(EXERCISE DETAILS):
Show all lines of the entries in which the word "helmet" is found.

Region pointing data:
Start of Block

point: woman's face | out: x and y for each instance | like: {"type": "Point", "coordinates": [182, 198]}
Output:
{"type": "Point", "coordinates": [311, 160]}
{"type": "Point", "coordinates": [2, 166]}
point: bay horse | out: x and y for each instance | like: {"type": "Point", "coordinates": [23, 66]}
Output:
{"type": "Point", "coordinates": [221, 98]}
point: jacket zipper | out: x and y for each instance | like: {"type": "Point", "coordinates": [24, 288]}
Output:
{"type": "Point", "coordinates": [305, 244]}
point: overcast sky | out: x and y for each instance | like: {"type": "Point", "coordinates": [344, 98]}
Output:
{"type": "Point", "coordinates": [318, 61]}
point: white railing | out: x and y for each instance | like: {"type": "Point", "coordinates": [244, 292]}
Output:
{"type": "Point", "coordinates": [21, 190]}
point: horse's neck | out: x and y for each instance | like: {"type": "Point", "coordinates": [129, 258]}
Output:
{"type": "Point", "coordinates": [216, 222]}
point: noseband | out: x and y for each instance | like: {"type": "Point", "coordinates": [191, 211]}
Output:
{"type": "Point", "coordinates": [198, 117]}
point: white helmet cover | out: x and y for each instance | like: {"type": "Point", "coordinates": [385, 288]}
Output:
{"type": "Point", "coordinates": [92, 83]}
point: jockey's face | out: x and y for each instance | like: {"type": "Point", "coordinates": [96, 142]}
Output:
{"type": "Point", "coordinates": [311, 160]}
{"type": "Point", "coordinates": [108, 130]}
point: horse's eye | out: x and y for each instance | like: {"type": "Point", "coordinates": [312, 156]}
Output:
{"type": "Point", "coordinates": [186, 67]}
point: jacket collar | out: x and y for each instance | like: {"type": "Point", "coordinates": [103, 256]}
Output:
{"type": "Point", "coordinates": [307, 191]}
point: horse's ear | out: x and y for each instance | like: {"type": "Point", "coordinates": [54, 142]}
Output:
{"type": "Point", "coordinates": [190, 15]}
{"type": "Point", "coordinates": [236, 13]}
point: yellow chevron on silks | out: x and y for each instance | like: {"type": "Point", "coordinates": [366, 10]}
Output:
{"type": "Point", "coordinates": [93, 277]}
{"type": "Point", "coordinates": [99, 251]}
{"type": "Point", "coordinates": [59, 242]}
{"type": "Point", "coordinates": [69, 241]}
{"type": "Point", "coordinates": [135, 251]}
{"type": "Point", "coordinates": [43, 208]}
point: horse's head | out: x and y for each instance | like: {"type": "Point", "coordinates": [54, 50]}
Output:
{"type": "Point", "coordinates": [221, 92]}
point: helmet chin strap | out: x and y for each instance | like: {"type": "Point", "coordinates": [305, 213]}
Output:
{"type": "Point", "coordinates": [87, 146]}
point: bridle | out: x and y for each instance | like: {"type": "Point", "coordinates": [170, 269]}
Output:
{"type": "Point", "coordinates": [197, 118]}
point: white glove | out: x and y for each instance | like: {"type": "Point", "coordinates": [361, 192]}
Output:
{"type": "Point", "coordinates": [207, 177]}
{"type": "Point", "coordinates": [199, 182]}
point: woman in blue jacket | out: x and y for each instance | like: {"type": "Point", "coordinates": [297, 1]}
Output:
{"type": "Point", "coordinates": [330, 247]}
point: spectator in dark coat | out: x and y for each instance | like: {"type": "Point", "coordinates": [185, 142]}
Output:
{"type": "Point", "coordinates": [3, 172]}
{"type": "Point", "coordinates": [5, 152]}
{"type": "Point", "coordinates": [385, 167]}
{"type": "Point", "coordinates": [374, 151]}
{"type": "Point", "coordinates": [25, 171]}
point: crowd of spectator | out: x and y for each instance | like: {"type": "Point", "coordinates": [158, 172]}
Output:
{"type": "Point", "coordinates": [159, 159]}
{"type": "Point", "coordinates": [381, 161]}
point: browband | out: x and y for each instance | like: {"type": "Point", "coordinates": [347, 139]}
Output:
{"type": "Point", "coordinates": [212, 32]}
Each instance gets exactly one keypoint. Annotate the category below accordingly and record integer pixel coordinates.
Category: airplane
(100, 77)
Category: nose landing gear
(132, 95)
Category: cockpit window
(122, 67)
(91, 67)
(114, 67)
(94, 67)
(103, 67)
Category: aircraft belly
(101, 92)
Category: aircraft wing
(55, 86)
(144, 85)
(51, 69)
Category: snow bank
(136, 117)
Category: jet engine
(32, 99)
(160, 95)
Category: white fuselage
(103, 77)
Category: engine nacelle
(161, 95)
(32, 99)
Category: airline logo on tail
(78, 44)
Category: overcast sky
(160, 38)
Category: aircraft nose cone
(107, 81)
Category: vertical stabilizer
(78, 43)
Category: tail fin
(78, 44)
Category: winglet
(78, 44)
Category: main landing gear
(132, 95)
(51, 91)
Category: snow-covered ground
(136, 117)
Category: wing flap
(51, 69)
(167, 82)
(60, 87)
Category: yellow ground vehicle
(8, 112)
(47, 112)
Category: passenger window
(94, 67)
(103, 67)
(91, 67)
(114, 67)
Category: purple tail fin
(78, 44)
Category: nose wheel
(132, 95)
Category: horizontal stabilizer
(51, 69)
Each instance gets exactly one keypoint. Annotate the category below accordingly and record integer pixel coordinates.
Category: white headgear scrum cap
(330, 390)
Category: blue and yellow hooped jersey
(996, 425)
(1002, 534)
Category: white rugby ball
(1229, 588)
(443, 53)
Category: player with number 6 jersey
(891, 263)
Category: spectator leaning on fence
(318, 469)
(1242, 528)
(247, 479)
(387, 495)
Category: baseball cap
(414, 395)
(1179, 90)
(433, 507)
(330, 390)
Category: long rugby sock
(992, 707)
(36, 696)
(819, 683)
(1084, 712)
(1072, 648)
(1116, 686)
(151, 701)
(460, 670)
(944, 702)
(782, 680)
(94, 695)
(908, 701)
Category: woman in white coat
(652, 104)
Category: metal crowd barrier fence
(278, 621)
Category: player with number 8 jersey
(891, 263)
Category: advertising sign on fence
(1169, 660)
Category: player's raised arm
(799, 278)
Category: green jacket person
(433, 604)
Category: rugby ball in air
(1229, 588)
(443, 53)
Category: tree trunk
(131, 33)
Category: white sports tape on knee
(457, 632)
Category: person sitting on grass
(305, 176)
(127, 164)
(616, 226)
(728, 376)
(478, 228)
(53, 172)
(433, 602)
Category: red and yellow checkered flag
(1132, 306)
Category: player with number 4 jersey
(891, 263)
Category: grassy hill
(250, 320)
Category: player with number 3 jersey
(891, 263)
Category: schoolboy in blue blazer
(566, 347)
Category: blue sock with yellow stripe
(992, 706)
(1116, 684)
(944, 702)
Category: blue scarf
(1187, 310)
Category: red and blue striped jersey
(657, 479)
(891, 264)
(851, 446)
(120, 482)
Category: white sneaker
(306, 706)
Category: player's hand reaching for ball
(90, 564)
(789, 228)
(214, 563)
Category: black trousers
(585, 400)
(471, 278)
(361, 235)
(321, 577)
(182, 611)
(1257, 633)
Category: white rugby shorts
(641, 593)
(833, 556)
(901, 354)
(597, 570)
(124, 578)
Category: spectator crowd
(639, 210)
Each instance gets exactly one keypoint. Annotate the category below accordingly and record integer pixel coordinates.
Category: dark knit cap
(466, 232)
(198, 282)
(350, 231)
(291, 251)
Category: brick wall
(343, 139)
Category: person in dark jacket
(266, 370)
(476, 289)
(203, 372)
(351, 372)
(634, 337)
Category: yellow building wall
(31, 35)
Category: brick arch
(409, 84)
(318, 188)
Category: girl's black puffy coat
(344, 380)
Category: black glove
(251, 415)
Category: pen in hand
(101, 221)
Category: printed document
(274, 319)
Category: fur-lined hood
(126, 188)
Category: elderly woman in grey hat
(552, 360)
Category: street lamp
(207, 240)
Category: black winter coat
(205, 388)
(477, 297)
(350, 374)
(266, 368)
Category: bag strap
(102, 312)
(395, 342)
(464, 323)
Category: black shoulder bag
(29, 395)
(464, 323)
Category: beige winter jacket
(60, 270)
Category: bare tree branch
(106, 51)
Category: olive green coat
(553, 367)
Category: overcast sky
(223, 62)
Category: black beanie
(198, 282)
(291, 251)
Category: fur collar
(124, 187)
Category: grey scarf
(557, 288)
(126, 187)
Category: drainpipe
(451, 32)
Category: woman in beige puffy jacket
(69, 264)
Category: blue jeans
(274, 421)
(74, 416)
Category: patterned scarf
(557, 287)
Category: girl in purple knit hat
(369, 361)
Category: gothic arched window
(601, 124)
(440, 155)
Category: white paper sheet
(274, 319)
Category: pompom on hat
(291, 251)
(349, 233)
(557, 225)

End of Block

(ANSWER SECTION):
point: white helmet cover | out: x and y for each instance | like: {"type": "Point", "coordinates": [385, 288]}
point: helmet chin strap | out: x and y for each instance | like: {"type": "Point", "coordinates": [305, 213]}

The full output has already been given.